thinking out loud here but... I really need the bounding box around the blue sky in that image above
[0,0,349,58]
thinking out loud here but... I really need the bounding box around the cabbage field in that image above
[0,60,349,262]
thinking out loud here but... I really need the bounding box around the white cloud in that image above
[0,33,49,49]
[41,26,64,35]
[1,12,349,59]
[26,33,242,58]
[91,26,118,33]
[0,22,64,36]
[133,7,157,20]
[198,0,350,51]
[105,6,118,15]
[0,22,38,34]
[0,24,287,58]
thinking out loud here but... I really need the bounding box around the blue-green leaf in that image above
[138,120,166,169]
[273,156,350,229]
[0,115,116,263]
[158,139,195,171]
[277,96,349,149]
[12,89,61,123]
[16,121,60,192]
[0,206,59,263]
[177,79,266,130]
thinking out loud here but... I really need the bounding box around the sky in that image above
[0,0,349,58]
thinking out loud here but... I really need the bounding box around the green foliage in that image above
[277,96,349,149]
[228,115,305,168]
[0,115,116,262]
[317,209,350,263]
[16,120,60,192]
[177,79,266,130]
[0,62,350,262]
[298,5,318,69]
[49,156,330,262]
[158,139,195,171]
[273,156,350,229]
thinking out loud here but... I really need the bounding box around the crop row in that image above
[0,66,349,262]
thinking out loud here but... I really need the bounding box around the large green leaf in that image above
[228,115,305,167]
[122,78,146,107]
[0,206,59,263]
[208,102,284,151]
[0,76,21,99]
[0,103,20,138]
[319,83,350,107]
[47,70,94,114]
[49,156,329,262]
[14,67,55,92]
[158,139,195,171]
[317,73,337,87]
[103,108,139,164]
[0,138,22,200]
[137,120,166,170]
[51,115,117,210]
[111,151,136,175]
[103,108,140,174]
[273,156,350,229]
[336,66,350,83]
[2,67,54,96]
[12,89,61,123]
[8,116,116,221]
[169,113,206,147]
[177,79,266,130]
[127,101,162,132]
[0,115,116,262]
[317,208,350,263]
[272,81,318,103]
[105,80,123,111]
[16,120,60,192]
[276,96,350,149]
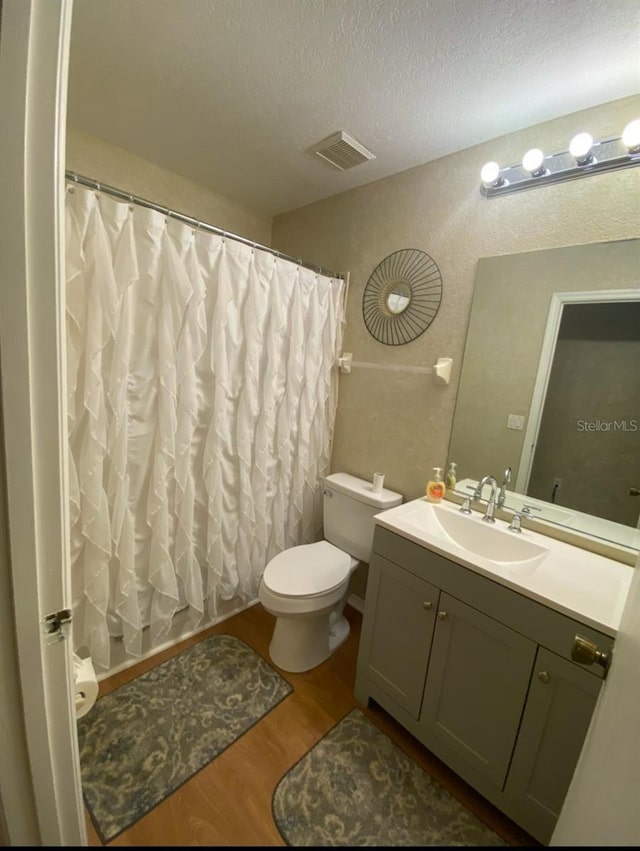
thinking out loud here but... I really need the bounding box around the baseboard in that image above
┄┄┄┄┄┄┄┄┄┄┄┄┄┄┄┄┄┄┄┄
### What needs to be done
The copy should hold exactly the lines from the one containing "foliage in that image above" through the final line of the records above, both ends included, and no picture.

### Answer for this exercise
thinking out loud here but... I really need the bounding box around the green foliage in that image above
[277,96,349,149]
[228,115,305,168]
[0,115,116,262]
[317,209,350,263]
[16,120,60,192]
[177,79,266,130]
[0,62,350,262]
[298,5,318,69]
[49,156,330,262]
[158,139,195,171]
[273,156,350,229]
thinking out loud here but... I really need the bounding box around the crop row in that image above
[0,66,349,262]
thinking out loud here but... I really need the bounding box around the large green leaf in that image above
[228,115,305,167]
[122,78,146,107]
[0,206,59,263]
[208,102,284,151]
[0,76,21,99]
[0,103,20,138]
[319,83,350,107]
[47,70,94,114]
[49,156,329,262]
[14,67,55,92]
[158,139,195,171]
[317,73,337,87]
[103,108,139,164]
[0,138,22,200]
[137,120,166,170]
[51,115,117,210]
[111,151,136,175]
[103,108,140,174]
[273,156,350,229]
[336,66,350,83]
[2,67,54,96]
[12,89,61,123]
[8,116,116,221]
[169,113,206,147]
[177,79,266,130]
[127,101,162,132]
[0,115,116,262]
[317,208,350,263]
[272,81,318,103]
[105,80,123,111]
[16,120,60,192]
[276,96,350,149]
thinking out loud here but... I really need the bounding box around the baseboard in that image above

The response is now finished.